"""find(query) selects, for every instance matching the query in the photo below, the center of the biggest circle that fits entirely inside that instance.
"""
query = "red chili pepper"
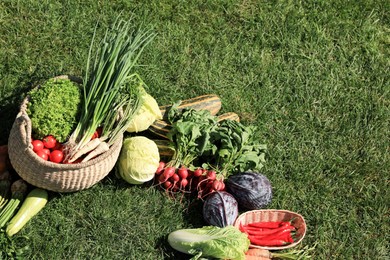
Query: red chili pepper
(266, 242)
(283, 235)
(257, 232)
(266, 224)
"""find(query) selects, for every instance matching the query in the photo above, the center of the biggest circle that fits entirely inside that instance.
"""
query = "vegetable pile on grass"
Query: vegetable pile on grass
(111, 91)
(19, 202)
(87, 118)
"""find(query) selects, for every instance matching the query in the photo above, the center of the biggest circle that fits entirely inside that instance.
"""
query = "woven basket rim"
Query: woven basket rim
(59, 177)
(242, 216)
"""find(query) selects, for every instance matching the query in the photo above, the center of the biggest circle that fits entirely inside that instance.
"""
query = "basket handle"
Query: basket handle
(24, 123)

########################################

- **Your assignment**
Where pictures occur in the material above, omit them and return everything else exactly.

- **Reply to the task**
"""find(query) selects, for every instance matching the query in the photo below, the center of the biggest circle that fits entirely inside that instance.
"""
query = "red chili pepper"
Query: red chili pepper
(266, 242)
(283, 235)
(257, 232)
(266, 224)
"""find(query) selects, for every instance matching the query in the photo above, the center of the biggest circle that fits entirely inside that instance.
"""
query = "vegetable pile on grass"
Query: vegetable pile on grass
(111, 91)
(19, 202)
(87, 118)
"""find(query) selects, for every instance matching the query in the photo above, the center of the biggest circle that fits entirely inside that instance.
"""
query = "woven basket rim"
Query: woven basket rim
(59, 177)
(242, 216)
"""find(query) selects, for every instance matching the query in the photo above, the center of the biggest circle that fits entirely inside that instance.
"""
query = "basket handle"
Query: basket handle
(24, 123)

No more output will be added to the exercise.